It’s amazing that Spoon is almost 30 years into their run as an ongoing band. Consistently putting out records, without a breakup. With nary a side project (save Divine Fits). Just the same indie band pumping out mostly awesome albums decade after decade. I can’t say I love the title of their new album, Lucifer on the Sofa, but after five years since their last LP, Hot Thoughts, it’s a really, really welcome album of sexy, adult rock ‘n’ roll for our shitty times. Yes, I called it “sexy.” Because it’s been a minute since they’ve pulled that trick. In fact, it’s been since their 2001 album, Girls Can Tell. So I’m happy to get the sexy back.
Lucifer on the Sofa is Spoon’s tenth album. So I suppose that means they average an album about every three years. I feel like that used to be typical back in the day before home and digital recording became a thing. But now it seems like an eternity. So when there are five years between releases, things can get a little crazy. Does the band come back with a new sound? Do they rehash the “hits”? Do they do that whole annoying rock band thing where they become all electronic and etherial and alienate… well, me. As luck would have it — okay, not luck per se — COVID seemed to have derailed the initial plan for this record and pushed it way back. It’s unclear if they had everything recorded and in the can and just delayed it. Or if recording or writing got screwed up. But whatever the case, the time away not only made those of us who really like the band want this new material even more, but also seemed to let them refine their production and their sound to meld the old-old stuff with some new sounds really well. While still sounding just like themselves.

**Record set**
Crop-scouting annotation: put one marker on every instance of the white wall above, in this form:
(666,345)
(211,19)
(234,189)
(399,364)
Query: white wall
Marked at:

**Task instructions**
[A] Can you transcribe the Spoon album review, starting at "It’s amazing that" and ending at "the sexy back."?
[B] In the Spoon album review, which of the band's albums is Lucifer on the Sofa by count?
The data above is separate from the Spoon album review.

**Answers provided**
[A]
It’s amazing that Spoon is almost 30 years into their run as an ongoing band. Consistently putting out records, without a breakup. With nary a side project (save Divine Fits). Just the same indie band pumping out mostly awesome albums decade after decade. I can’t say I love the title of their new album, Lucifer on the Sofa, but after five years since their last LP, Hot Thoughts, it’s a really, really welcome album of sexy, adult rock ‘n’ roll for our shitty times. Yes, I called it “sexy.” Because it’s been a minute since they’ve pulled that trick. In fact, it’s been since their 2001 album, Girls Can Tell. So I’m happy to get the sexy back.

[B] It is Spoon's tenth album.